## EXTRAIT À LIRE
Allocution du Premier Ministre au Senat
Le Premier ministre, Chef du gouvernement, Raymond Ndong Sima, répondant à une interpellation du Senat, a exposé, le 26 novembre 2013, sur les différents sujets portés à son attention et donc voici le contenu :
Madame le Président du Sénat,
Vénérables Sénateurs,
Mesdames et messieurs.
Par lettre en date du 18 novembre 2013, vous m'avez notifié la décision de la Conférence des Présidents du Sénat de procéder à l'organisation d'une séance plénière ce mardi 26 novembre 2013, consacrée aux questions orales avec débats sur l'insalubrité de la commune de Libreville et sur la prévention des catastrophes naturelles. Votre lettre précise que cette décision est intervenue après avoir entendu le Maire de Libreville en raison de l'approche multisectorielle de la gestion des ordures ménagères.

## CONSIGNE 1
Indiquez si chacune des affirmations suivantes concorde avec l'allocution du Premier ministre au Sénat, en répondant par oui ou par non et en citant les mots du texte qui tranchent. (a) La lettre de notification date du 18 novembre 2013. (b) La séance plénière porte aussi sur la prévention des catastrophes naturelles. (c) La décision a été prise après l'audition du ministre de l'Intérieur.
## CONSIGNE 2
Donnez la suite de l'allocution du Premier ministre au Sénat, à partir de sa dernière phrase.

## DONNÉES FOURNIES
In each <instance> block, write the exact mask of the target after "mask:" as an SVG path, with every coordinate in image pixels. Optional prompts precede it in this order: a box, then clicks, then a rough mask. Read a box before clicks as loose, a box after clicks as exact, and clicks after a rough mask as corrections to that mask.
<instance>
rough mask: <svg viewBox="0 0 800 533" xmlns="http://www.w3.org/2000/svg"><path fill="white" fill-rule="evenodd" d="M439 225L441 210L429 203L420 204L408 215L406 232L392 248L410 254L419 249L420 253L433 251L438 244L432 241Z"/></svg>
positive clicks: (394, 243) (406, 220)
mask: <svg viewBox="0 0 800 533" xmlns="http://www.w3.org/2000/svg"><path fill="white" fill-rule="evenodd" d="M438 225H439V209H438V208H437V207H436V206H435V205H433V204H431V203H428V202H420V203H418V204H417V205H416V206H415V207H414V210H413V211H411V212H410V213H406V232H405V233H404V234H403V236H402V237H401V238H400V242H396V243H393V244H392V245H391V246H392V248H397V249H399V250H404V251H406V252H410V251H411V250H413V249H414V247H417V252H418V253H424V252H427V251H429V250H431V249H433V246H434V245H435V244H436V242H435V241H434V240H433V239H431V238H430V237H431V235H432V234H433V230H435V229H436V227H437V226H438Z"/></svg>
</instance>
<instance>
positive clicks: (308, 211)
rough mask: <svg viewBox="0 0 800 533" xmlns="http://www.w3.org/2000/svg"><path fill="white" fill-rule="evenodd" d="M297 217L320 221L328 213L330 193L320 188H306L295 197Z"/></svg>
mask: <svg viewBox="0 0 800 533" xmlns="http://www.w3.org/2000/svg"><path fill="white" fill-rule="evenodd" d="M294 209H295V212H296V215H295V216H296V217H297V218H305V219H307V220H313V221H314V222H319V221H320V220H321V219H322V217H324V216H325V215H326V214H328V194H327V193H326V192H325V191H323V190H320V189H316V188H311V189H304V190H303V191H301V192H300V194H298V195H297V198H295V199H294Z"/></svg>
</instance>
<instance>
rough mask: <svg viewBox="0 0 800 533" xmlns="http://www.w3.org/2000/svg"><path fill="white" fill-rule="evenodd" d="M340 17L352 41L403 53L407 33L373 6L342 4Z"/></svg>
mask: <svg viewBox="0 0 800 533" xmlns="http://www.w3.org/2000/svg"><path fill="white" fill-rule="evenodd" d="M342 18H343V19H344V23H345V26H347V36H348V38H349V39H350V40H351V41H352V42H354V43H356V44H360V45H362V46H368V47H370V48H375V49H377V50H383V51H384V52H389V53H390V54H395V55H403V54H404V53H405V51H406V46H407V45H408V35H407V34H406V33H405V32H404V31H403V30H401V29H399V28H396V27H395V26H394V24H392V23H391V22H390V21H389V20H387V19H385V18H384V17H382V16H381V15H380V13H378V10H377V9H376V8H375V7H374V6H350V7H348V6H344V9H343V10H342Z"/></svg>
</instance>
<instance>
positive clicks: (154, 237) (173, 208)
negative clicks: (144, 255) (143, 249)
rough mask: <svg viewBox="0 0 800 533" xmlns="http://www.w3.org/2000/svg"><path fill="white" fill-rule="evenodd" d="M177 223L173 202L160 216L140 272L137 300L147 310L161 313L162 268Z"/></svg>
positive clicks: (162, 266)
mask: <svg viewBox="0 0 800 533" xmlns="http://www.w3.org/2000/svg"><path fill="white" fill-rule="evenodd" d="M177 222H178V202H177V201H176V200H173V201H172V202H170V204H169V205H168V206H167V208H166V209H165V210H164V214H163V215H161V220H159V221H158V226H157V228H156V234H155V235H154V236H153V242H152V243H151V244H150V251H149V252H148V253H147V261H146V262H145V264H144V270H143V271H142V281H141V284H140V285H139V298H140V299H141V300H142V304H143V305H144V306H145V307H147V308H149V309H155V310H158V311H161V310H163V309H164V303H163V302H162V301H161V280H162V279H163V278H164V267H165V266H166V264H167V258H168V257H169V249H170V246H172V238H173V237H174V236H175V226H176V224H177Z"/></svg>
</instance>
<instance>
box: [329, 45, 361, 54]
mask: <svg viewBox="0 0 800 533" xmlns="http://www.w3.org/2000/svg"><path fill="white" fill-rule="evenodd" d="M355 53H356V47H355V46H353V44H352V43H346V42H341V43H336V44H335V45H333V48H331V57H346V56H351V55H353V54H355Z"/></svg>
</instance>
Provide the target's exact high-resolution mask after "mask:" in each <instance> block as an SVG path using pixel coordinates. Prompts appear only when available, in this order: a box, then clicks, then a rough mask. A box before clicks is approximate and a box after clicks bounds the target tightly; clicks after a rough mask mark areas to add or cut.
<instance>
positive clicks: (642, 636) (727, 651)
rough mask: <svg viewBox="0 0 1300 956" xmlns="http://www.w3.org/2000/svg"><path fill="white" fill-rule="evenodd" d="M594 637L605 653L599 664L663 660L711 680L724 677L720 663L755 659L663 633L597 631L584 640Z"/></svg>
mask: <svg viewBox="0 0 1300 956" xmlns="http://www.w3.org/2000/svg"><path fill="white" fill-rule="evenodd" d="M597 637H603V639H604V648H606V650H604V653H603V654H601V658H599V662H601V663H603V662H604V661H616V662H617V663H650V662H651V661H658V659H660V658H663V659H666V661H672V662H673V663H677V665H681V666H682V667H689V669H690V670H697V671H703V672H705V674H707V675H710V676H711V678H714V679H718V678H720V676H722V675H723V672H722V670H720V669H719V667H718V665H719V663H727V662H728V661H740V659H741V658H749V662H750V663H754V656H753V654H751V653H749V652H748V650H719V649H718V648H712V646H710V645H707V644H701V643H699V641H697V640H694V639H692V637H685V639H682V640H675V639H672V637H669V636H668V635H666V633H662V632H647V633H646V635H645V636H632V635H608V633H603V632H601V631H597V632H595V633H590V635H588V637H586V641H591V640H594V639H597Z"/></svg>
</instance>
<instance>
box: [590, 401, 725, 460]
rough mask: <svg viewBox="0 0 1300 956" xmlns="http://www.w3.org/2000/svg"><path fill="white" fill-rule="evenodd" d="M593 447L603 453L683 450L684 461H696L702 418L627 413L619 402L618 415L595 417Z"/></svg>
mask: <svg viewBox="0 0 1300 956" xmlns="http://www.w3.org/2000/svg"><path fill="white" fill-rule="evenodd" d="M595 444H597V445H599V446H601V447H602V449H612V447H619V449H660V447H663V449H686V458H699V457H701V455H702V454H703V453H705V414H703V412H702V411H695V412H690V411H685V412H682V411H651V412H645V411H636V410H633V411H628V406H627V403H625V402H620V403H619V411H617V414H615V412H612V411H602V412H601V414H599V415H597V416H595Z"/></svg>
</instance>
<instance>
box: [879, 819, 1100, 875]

## CORRIGÉ 1
(a) Oui : « Par lettre en date du 18 novembre 2013 ».
(b) Oui : « et sur la prévention des catastrophes naturelles ».
(c) Non : « après avoir entendu le Maire de Libreville ».

## CORRIGÉ 2
Je me présente donc ici, ainsi que vous l'avez demandé, accompagné de plusieurs membres du Gouvernement, deux de ceux que vous avez listés étant cependant en mission hors du pays. Ma réponse commencera par le premier point que vous avez soulevé : l'insalubrité de la ville de Libreville, elle abordera dans une seconde partie la prévention des catastrophes naturelles.
I. Insalubrité de la commune de Libreville
L'audition du Maire de la Commune de Libreville lui a donné l'opportunité de vous faire un exposé dans lequel il a passé en revue l'historique de la collecte des ordures ménagères à Libreville et les solutions techniques retenues à cet effet, en l'occurrence la convention de concession signée entre l'Etat Gabonais d'une part, la Mairie de Libreville et la société SOVOG d'autre part.
Cette solution, pour différentes raisons qui tiennent peut-être à l'exécution dilettante des termes de la convention par le concédant ou bien à des défaillances techniques du concessionnaire, n'a pas été performante.
Bien avant le Maire de la Commune de Libreville, le Ministre de l'Intérieur de la Sécurité Publique, de l'Immigration et de la Décentralisation avait été auditionné, à ce sujet, à l'Assemblée Nationale le 24 octobre 2012 et le 07 juin 2013.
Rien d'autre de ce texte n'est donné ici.